What to produce – Reproduce exactly, from the line containing "Mark the innermost point of each instance of the man in", every line down to the end of the data below.

Data in this exercise –

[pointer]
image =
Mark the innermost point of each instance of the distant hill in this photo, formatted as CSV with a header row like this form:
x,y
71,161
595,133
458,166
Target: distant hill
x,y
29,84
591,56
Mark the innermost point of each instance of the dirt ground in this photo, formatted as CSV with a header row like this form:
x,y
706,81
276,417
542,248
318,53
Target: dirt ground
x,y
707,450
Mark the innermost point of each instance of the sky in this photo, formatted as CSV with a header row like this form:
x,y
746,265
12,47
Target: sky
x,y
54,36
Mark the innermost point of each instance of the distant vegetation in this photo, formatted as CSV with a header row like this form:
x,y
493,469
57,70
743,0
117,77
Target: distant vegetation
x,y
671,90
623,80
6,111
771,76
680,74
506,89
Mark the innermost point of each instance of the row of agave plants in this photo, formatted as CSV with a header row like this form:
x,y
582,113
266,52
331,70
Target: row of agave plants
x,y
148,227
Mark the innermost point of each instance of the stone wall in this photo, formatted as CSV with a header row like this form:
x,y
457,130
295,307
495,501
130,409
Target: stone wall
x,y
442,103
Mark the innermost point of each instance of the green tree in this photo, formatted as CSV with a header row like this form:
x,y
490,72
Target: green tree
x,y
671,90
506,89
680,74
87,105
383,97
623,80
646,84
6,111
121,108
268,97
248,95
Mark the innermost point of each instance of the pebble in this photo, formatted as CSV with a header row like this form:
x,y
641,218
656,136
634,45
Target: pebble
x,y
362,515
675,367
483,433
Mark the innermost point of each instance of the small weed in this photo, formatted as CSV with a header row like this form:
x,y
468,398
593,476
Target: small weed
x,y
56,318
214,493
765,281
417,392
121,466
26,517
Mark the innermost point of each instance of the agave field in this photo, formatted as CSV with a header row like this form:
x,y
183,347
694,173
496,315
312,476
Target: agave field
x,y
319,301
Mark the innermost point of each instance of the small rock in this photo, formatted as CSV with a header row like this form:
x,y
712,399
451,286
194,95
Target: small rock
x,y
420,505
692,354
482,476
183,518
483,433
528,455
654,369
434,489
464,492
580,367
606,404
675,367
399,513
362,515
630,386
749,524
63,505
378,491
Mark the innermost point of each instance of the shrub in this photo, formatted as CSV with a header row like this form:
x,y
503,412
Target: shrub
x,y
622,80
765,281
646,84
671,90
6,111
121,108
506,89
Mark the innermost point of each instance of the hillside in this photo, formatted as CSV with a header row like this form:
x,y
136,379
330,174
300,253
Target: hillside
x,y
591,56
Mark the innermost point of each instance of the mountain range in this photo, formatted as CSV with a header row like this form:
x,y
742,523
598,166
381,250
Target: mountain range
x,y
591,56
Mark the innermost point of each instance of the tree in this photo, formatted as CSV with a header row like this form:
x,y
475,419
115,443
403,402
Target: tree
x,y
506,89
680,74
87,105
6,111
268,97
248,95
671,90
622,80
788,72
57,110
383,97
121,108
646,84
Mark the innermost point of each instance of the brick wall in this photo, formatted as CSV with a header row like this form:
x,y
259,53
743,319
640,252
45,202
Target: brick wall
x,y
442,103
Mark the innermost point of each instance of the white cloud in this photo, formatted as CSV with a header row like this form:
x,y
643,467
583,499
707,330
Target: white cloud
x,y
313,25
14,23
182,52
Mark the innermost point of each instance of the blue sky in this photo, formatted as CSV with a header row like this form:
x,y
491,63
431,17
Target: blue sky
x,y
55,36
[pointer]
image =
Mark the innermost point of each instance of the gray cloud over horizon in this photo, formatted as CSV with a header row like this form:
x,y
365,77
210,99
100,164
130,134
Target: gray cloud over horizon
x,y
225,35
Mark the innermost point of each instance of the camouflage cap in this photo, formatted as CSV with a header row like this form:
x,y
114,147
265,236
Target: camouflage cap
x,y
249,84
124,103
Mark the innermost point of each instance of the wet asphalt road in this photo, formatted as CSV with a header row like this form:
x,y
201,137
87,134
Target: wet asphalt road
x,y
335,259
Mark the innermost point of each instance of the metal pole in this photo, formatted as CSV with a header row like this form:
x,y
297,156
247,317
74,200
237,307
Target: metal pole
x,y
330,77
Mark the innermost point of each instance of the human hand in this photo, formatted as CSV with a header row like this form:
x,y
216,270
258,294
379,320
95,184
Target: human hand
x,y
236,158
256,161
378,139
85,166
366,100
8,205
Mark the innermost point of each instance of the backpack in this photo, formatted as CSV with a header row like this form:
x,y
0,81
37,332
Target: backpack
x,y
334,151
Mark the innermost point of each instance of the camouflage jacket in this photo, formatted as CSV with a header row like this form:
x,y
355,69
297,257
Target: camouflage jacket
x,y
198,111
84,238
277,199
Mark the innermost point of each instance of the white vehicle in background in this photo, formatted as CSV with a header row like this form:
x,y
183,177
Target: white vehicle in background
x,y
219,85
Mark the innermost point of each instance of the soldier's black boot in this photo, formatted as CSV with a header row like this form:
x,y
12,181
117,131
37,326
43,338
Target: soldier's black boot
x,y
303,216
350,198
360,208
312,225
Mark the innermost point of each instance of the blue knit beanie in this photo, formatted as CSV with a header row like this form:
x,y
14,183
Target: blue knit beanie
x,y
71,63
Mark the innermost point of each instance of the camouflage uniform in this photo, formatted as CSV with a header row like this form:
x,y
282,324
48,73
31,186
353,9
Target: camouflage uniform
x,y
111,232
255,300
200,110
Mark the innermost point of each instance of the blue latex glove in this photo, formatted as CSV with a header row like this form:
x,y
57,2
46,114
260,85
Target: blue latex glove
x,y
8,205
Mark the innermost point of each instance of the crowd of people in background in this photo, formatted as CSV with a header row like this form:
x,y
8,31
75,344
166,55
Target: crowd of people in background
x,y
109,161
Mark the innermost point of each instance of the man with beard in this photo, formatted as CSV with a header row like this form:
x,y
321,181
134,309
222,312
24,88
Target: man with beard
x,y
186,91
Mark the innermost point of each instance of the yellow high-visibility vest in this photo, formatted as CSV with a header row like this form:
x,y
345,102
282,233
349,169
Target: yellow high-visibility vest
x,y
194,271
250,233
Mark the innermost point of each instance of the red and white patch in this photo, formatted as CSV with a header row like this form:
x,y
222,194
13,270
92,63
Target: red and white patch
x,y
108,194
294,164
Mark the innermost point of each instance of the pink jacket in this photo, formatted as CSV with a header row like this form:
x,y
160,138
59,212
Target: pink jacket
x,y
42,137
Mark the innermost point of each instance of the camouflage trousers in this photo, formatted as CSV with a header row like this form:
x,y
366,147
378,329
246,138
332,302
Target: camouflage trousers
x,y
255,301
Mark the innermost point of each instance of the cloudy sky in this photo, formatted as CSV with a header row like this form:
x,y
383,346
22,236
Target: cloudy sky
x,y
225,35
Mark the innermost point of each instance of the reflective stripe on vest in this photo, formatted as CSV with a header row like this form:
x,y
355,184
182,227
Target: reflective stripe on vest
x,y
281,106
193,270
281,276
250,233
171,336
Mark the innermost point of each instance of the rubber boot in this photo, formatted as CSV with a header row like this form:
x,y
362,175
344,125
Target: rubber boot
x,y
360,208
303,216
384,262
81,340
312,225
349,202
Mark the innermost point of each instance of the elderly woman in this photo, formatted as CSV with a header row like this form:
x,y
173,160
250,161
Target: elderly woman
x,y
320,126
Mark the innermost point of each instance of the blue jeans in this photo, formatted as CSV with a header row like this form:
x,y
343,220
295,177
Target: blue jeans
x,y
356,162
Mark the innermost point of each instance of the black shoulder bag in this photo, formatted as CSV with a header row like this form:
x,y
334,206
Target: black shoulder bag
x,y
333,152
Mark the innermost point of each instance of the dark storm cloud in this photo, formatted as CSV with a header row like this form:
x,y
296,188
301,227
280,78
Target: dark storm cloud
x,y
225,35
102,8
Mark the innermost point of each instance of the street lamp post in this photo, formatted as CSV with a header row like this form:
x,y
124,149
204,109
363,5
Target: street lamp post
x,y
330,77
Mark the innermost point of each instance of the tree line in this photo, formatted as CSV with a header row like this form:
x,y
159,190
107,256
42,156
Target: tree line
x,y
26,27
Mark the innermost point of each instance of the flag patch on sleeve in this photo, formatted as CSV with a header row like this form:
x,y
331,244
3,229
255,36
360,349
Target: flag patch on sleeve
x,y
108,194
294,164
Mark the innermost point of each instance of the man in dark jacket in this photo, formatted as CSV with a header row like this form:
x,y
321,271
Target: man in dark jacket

Response to the exercise –
Mark the innermost point of each instance of the man in dark jacket in this photo, formatted as CSV with a header row like this form:
x,y
321,271
Target: man in dark jacket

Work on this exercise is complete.